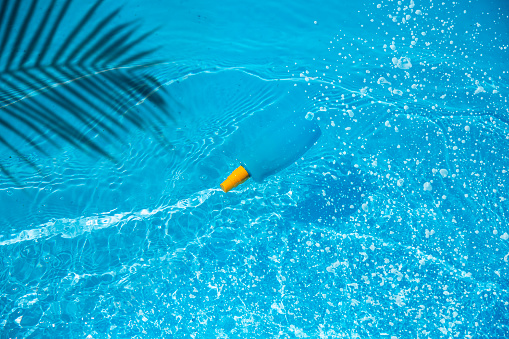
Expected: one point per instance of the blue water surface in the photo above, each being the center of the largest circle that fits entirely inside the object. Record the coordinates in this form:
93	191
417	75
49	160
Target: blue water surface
393	225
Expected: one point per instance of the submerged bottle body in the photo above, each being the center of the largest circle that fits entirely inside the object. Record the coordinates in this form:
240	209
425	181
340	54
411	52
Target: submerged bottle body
273	149
279	147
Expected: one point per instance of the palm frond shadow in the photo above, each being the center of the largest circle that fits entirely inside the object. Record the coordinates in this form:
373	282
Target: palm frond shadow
71	79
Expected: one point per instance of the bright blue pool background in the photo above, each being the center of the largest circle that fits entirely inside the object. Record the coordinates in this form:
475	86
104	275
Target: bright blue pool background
393	225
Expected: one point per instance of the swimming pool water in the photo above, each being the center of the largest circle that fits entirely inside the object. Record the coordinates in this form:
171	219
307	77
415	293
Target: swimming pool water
394	225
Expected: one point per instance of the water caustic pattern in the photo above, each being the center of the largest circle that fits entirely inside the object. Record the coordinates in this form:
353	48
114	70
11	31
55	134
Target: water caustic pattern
394	225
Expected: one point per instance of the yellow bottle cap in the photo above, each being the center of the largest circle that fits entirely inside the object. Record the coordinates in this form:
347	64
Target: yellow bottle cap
236	178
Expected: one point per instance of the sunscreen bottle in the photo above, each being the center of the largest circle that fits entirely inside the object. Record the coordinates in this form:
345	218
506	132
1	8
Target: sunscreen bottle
272	150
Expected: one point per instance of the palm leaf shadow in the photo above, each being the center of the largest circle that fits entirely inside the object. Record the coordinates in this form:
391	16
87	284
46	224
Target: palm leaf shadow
68	78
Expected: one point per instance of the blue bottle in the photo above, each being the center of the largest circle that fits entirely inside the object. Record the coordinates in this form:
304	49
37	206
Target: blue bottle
273	149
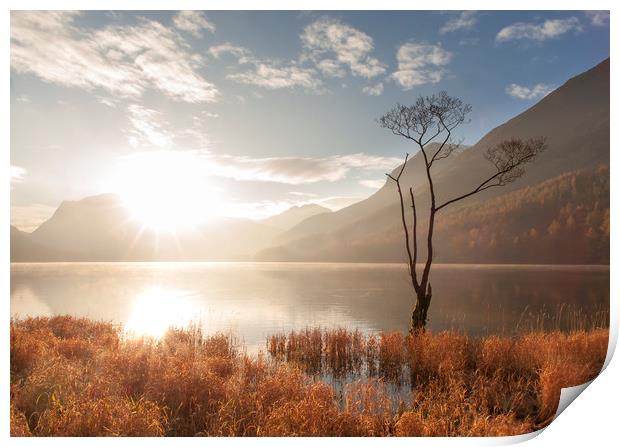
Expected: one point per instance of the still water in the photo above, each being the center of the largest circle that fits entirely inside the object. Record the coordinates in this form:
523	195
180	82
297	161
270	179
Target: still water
254	300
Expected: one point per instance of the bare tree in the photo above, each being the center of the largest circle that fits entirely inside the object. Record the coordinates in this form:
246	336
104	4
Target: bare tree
434	119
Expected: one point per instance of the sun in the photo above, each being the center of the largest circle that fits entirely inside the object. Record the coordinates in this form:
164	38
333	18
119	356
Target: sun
166	190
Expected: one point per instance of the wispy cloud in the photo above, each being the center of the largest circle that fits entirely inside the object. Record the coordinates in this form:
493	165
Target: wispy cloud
272	76
17	174
147	128
539	32
373	184
29	217
267	74
374	90
193	22
465	20
24	99
243	55
124	60
295	170
334	45
598	18
420	63
524	92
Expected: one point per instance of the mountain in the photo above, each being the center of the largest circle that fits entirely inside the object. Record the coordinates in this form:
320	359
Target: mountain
99	228
558	212
575	120
294	215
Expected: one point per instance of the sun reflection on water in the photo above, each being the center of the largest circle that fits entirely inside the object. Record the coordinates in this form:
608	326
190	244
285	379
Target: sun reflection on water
156	309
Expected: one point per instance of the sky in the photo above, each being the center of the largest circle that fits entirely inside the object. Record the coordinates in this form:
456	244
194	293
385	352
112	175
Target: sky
248	113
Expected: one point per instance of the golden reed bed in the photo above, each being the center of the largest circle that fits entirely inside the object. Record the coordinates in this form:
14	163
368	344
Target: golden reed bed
77	377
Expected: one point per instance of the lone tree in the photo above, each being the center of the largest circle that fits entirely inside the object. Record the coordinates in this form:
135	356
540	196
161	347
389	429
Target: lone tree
434	119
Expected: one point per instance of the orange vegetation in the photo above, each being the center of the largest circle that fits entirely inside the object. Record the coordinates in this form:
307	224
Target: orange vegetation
76	377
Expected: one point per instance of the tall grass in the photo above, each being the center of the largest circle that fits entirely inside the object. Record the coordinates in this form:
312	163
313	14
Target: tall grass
77	377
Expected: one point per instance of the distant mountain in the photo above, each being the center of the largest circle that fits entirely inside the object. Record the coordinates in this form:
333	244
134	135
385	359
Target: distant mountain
557	213
294	215
575	120
564	220
99	228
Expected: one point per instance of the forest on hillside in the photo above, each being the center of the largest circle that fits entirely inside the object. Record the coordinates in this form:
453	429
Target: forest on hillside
563	220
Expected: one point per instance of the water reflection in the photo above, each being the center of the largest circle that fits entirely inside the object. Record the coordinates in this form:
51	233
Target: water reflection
254	300
156	309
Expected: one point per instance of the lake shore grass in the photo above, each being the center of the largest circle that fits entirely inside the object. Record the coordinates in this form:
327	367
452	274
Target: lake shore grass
79	377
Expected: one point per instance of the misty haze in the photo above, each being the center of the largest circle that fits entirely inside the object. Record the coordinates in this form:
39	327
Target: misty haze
216	230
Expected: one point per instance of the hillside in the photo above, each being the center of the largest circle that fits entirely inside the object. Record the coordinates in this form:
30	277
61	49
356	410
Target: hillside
294	215
564	220
575	120
99	228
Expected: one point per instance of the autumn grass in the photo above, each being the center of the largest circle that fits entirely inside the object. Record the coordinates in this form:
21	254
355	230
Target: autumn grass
77	377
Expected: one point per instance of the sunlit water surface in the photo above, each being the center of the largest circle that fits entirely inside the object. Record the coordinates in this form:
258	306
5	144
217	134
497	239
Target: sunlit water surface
254	300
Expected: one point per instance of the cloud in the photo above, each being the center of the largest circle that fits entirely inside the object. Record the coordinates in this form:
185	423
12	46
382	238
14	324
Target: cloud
193	22
295	170
17	174
336	203
549	29
373	184
523	92
420	64
243	55
107	101
147	128
29	217
302	194
271	76
123	60
333	45
24	99
374	90
598	18
332	68
466	20
267	74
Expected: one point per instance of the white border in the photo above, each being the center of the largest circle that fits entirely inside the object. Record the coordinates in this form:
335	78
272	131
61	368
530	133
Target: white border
590	420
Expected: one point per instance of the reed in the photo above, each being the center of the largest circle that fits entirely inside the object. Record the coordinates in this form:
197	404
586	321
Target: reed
77	377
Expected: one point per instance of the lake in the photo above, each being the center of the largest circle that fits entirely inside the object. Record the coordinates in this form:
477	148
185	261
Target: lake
254	300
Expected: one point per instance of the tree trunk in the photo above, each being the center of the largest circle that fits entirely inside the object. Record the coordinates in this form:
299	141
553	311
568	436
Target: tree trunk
420	312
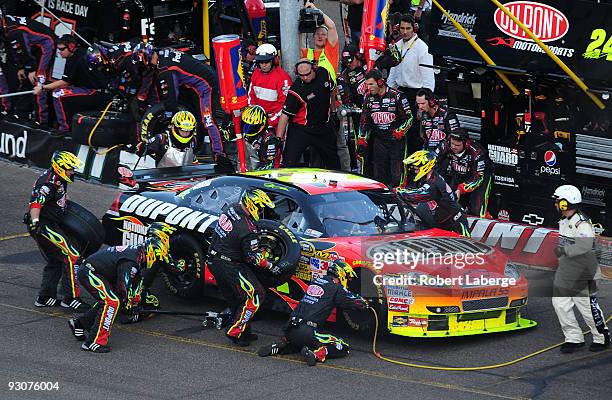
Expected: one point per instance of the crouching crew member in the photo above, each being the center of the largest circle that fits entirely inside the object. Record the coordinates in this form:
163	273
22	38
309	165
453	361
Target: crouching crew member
304	332
233	250
574	283
46	210
437	204
118	278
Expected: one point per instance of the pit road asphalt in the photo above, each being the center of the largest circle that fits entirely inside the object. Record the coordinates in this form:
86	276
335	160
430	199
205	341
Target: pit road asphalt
172	357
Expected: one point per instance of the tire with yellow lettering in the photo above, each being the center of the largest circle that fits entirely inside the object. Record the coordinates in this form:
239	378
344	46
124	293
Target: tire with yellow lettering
363	322
186	278
282	249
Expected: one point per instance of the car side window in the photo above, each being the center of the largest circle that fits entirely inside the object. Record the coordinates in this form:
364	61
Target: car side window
216	199
287	212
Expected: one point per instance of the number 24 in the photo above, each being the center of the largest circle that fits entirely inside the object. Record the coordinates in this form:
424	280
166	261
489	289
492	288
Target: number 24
593	51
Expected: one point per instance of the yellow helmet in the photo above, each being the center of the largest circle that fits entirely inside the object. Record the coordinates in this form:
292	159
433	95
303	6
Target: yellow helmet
62	161
424	160
183	120
253	121
254	201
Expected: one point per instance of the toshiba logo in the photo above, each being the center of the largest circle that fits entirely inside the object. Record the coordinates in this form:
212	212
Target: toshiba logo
546	22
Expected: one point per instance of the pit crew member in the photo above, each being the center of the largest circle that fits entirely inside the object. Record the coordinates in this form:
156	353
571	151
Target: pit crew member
437	204
574	283
233	250
466	166
47	206
118	278
385	119
304	329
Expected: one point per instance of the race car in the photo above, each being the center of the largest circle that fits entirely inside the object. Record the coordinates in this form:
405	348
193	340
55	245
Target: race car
423	282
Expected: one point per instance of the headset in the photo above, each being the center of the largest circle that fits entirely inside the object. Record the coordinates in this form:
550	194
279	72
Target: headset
429	96
312	64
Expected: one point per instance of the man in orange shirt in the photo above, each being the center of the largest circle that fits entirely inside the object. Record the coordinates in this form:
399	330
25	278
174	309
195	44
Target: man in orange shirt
325	51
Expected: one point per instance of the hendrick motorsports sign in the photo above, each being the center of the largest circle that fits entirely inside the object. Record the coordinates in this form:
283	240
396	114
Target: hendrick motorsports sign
578	32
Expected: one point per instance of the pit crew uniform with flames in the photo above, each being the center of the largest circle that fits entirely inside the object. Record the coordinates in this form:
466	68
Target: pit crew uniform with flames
23	34
437	203
116	278
49	195
469	172
435	129
384	122
234	248
304	330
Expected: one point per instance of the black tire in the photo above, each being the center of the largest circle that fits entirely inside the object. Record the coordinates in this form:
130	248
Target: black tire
363	322
284	248
115	128
84	228
187	251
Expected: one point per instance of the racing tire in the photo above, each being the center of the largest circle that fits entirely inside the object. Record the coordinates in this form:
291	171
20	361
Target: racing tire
115	128
84	228
187	253
362	321
285	250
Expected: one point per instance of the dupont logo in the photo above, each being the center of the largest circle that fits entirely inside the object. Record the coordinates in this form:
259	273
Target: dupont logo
550	158
546	22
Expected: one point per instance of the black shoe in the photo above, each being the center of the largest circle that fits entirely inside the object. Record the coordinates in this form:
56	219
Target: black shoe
95	348
569	347
75	304
77	330
45	301
309	355
271	349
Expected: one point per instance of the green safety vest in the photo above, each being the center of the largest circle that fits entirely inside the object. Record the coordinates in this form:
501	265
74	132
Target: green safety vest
323	62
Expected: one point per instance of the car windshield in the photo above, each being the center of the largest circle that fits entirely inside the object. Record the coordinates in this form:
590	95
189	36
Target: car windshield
362	213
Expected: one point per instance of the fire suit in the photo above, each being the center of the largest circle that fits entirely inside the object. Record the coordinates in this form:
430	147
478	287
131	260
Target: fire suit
269	90
24	34
50	195
115	277
574	283
168	152
436	199
469	172
234	247
267	151
384	122
304	328
176	69
434	128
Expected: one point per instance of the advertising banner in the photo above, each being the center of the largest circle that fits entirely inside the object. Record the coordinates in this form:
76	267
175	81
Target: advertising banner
578	32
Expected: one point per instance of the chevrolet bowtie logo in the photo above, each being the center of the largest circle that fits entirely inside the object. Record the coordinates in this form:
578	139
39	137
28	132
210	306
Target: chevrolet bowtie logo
533	219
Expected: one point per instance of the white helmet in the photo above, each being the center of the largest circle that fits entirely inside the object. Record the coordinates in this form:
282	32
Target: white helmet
569	193
265	52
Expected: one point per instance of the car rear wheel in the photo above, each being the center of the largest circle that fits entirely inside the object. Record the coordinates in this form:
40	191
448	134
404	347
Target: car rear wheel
186	279
363	321
282	248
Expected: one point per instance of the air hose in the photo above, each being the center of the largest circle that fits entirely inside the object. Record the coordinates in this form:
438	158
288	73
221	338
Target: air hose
433	367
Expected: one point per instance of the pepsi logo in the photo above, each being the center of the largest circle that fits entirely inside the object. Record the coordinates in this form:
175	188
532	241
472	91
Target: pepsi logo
315	291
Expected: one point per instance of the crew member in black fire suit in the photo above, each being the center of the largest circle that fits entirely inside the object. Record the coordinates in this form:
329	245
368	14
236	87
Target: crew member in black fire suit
351	88
175	70
24	35
266	147
304	328
466	166
436	122
118	278
385	119
46	211
234	248
437	204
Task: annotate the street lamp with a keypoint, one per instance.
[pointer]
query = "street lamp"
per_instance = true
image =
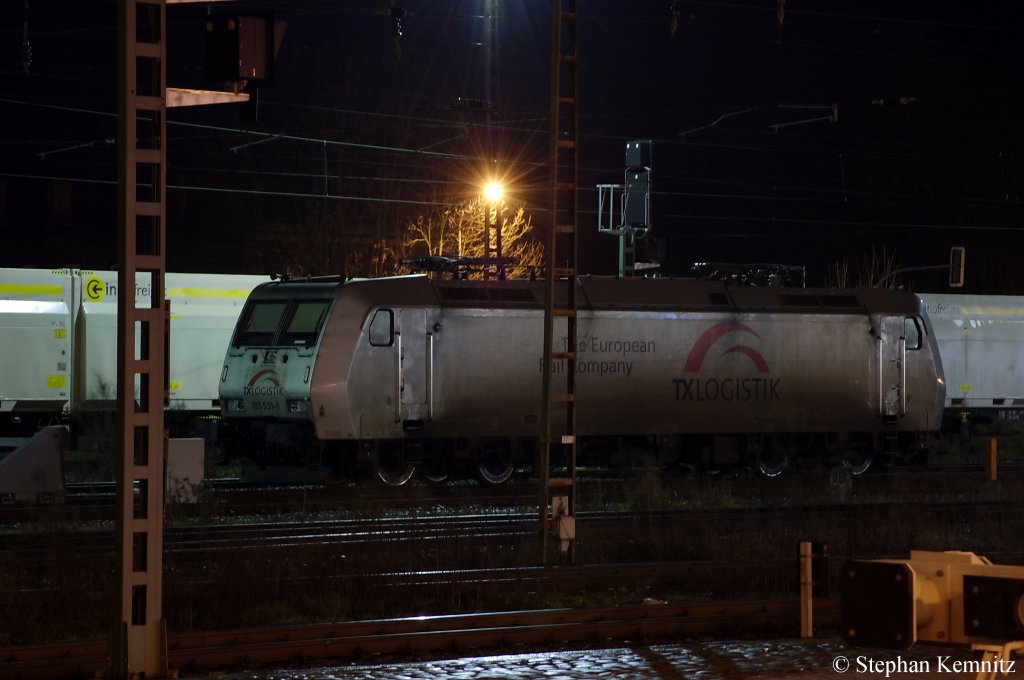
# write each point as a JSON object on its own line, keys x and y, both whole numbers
{"x": 494, "y": 192}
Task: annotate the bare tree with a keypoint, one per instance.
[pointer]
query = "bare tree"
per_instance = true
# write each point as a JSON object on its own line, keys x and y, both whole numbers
{"x": 461, "y": 231}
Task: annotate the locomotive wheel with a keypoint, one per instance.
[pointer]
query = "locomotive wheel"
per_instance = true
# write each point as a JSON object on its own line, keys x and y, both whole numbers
{"x": 773, "y": 459}
{"x": 435, "y": 467}
{"x": 494, "y": 463}
{"x": 392, "y": 468}
{"x": 857, "y": 462}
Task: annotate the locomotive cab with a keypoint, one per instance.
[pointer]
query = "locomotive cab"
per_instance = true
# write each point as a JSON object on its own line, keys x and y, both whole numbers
{"x": 265, "y": 379}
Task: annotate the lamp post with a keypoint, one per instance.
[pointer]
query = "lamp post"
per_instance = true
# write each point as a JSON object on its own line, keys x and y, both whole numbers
{"x": 494, "y": 193}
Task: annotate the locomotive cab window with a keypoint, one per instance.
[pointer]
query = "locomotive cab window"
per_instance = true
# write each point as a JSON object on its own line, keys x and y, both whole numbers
{"x": 382, "y": 329}
{"x": 259, "y": 324}
{"x": 304, "y": 323}
{"x": 911, "y": 333}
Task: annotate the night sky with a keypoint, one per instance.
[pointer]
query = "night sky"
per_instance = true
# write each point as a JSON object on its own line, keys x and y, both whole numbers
{"x": 921, "y": 147}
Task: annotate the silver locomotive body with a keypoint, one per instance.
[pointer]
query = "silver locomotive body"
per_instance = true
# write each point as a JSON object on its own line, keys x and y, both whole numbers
{"x": 668, "y": 370}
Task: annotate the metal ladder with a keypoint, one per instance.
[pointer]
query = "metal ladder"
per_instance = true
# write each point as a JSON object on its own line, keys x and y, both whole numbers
{"x": 558, "y": 436}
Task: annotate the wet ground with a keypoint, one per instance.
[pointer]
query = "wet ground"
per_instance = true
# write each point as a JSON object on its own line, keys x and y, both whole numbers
{"x": 810, "y": 660}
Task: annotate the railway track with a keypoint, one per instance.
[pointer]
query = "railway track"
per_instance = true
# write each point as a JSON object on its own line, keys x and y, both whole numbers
{"x": 94, "y": 501}
{"x": 451, "y": 635}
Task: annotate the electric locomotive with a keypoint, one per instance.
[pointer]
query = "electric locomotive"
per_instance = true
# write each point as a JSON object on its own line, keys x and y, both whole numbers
{"x": 443, "y": 377}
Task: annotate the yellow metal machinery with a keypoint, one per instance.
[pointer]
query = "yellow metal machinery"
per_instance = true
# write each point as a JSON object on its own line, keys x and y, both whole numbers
{"x": 558, "y": 440}
{"x": 942, "y": 597}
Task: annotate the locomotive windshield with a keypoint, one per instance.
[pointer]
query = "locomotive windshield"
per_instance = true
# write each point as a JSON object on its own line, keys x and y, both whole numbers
{"x": 281, "y": 323}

********

- WORK TO BE COMPLETED -
Render the lines from the one containing "Task: annotate the locomotive windshield" through the end of the lines, inclusive, as a two-column CSV with the columns instruction and response. Put the text in instruction and its answer in response, each in a single quoted field with line breaks replaced by spaces.

- ANSWER BELOW -
instruction,response
"Task: annotate the locomotive windshield with a keypoint, one per instance. [pointer] query = ""locomotive windshield"" per_instance = true # write each point as a JSON object on its own line, keys x and y, both whole numbers","{""x"": 281, ""y"": 323}"